Problem statement →
Put the lines of all the records below into a numbered list, leaving out any blank lines.

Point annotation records
════════

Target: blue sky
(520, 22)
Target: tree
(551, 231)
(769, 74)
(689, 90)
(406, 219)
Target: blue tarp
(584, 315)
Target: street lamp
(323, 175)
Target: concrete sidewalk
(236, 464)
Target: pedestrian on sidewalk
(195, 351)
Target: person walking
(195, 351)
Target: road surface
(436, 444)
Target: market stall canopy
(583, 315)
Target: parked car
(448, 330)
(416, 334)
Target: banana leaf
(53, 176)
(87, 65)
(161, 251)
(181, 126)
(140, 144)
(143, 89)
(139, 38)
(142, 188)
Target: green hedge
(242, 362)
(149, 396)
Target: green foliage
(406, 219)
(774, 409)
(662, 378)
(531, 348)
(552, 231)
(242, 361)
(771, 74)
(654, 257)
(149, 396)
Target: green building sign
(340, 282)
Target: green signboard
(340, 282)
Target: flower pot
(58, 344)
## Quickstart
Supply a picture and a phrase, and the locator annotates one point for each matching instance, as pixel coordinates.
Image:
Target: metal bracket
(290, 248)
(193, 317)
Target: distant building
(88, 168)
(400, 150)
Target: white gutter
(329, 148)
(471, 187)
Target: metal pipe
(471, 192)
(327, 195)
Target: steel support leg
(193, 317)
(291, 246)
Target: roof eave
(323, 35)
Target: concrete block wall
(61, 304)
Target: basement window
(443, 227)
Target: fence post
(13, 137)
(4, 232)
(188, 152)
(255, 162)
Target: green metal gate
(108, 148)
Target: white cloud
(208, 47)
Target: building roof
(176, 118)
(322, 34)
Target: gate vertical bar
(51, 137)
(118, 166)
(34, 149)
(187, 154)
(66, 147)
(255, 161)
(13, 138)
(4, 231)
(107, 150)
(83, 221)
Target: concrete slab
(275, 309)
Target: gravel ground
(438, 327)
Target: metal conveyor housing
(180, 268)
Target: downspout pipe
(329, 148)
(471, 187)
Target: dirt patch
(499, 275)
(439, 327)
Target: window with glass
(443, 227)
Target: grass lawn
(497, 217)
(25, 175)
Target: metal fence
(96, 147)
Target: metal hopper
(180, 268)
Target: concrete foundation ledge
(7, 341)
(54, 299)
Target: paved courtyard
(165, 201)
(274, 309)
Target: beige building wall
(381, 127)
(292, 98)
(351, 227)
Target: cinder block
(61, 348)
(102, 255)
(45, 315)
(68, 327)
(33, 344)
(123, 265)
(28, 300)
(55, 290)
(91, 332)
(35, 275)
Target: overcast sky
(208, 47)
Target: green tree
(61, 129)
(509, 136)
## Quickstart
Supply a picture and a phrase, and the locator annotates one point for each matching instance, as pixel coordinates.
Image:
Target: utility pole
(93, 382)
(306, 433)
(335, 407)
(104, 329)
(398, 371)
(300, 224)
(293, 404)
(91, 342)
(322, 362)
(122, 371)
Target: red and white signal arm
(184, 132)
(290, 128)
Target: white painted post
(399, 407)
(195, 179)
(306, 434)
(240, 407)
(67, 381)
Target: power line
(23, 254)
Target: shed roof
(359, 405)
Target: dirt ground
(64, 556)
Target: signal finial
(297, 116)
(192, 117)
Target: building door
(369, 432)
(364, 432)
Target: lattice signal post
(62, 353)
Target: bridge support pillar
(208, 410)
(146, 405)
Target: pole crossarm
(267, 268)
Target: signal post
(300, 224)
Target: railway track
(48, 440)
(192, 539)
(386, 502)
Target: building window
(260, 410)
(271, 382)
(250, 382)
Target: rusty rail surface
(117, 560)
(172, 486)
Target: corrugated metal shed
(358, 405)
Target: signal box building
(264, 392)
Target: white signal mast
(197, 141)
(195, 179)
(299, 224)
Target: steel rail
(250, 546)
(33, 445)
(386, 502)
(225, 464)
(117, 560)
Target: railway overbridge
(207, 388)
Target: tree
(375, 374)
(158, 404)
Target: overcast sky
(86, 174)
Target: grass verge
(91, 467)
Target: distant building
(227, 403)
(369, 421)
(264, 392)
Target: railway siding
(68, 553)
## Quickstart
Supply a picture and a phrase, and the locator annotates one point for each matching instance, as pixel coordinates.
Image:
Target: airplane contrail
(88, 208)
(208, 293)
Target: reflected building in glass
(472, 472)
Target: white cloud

════════

Response to this exercise →
1. Target: blue sky
2. (520, 22)
3. Target: tree
4. (551, 231)
5. (769, 74)
6. (689, 90)
7. (406, 219)
8. Target: blue tarp
9. (584, 315)
10. Target: street lamp
11. (323, 175)
12. Target: concrete sidewalk
13. (236, 464)
14. Target: pedestrian on sidewalk
15. (195, 351)
16. Target: person walking
17. (195, 351)
18. Target: road surface
19. (436, 444)
20. Target: market stall canopy
21. (583, 315)
22. Target: parked car
23. (448, 330)
24. (416, 334)
25. Target: banana leaf
26. (53, 176)
27. (87, 65)
28. (161, 251)
29. (181, 126)
30. (140, 144)
31. (143, 89)
32. (139, 38)
33. (142, 188)
34. Target: green hedge
35. (242, 362)
36. (149, 396)
37. Target: green foliage
38. (406, 219)
39. (774, 409)
40. (662, 378)
41. (531, 348)
42. (552, 231)
43. (242, 361)
44. (771, 74)
45. (654, 257)
46. (149, 396)
47. Target: green building sign
48. (340, 282)
49. Target: green signboard
50. (340, 282)
51. Target: flower pot
52. (58, 344)
53. ## Quickstart
54. Supply a picture and a phrase, and the locator annotates one point for each matching instance, as pixel coordinates.
55. Image:
56. Target: metal bracket
57. (290, 248)
58. (193, 317)
59. Target: distant building
60. (88, 168)
61. (400, 150)
62. Target: white gutter
63. (329, 148)
64. (471, 187)
65. Target: metal pipe
66. (471, 192)
67. (327, 195)
68. Target: steel support leg
69. (193, 317)
70. (291, 246)
71. Target: roof eave
72. (323, 35)
73. Target: concrete block wall
74. (61, 304)
75. Target: basement window
76. (443, 227)
77. Target: fence post
78. (13, 137)
79. (4, 232)
80. (188, 152)
81. (255, 162)
82. Target: green metal gate
83. (108, 148)
84. Target: white cloud
85. (208, 47)
86. Target: building roof
87. (176, 118)
88. (322, 34)
89. Target: gate vertical bar
90. (51, 137)
91. (118, 166)
92. (34, 149)
93. (187, 154)
94. (66, 147)
95. (255, 161)
96. (13, 138)
97. (4, 231)
98. (107, 150)
99. (83, 221)
100. Target: concrete slab
101. (275, 309)
102. Target: gravel ground
103. (438, 327)
104. Target: metal conveyor housing
105. (180, 268)
106. Target: downspout pipe
107. (329, 148)
108. (471, 187)
109. Target: dirt patch
110. (499, 275)
111. (439, 327)
112. Target: window with glass
113. (443, 227)
114. Target: grass lawn
115. (497, 217)
116. (25, 175)
117. Target: metal fence
118. (96, 147)
119. Target: metal hopper
120. (180, 268)
121. Target: concrete foundation ledge
122. (7, 341)
123. (54, 299)
124. Target: paved courtyard
125. (165, 201)
126. (274, 309)
127. Target: beige building wall
128. (381, 127)
129. (292, 98)
130. (351, 227)
131. Target: cinder block
132. (61, 348)
133. (102, 255)
134. (45, 315)
135. (68, 327)
136. (33, 344)
137. (123, 265)
138. (28, 300)
139. (55, 290)
140. (91, 332)
141. (35, 275)
142. Target: overcast sky
143. (208, 47)
144. Target: green tree
145. (61, 129)
146. (509, 136)
147. ## Quickstart
148. Supply a picture and a phrase, and the locator annotates one point for each matching instance, as pixel coordinates.
149. Image:
150. Target: utility pole
151. (93, 382)
152. (306, 433)
153. (335, 407)
154. (104, 329)
155. (398, 371)
156. (300, 224)
157. (293, 404)
158. (91, 342)
159. (322, 362)
160. (122, 371)
161. Target: red and white signal arm
162. (184, 132)
163. (290, 128)
164. Target: white painted post
165. (399, 407)
166. (195, 179)
167. (306, 434)
168. (240, 407)
169. (67, 381)
170. Target: power line
171. (23, 254)
172. Target: shed roof
173. (359, 405)
174. Target: dirt ground
175. (64, 556)
176. Target: signal finial
177. (297, 116)
178. (192, 117)
179. Target: building door
180. (369, 432)
181. (364, 432)
182. Target: lattice signal post
183. (62, 353)
184. Target: bridge support pillar
185. (208, 410)
186. (146, 405)
187. Target: pole crossarm
188. (267, 268)
189. Target: signal post
190. (300, 224)
191. Target: railway track
192. (48, 440)
193. (192, 539)
194. (386, 502)
195. Target: building window
196. (260, 410)
197. (271, 382)
198. (250, 382)
199. Target: rusty rail surface
200. (117, 560)
201. (172, 486)
202. Target: corrugated metal shed
203. (358, 405)
204. Target: signal box building
205. (264, 392)
206. Target: white signal mast
207. (197, 141)
208. (195, 179)
209. (299, 224)
210. Target: steel rail
211. (250, 546)
212. (33, 445)
213. (386, 502)
214. (225, 464)
215. (117, 560)
216. Target: railway overbridge
217. (207, 388)
218. Target: tree
219. (375, 374)
220. (158, 404)
221. Target: overcast sky
222. (86, 174)
223. Target: grass verge
224. (91, 467)
225. Target: distant building
226. (227, 403)
227. (369, 421)
228. (264, 392)
229. Target: railway siding
230. (68, 553)
231. ## Quickstart
232. Supply a picture and a phrase, and the locator annotates one point for each matching instance, as pixel coordinates.
233. Image:
234. Target: airplane contrail
235. (88, 208)
236. (208, 293)
237. Target: reflected building in glass
238. (472, 472)
239. Target: white cloud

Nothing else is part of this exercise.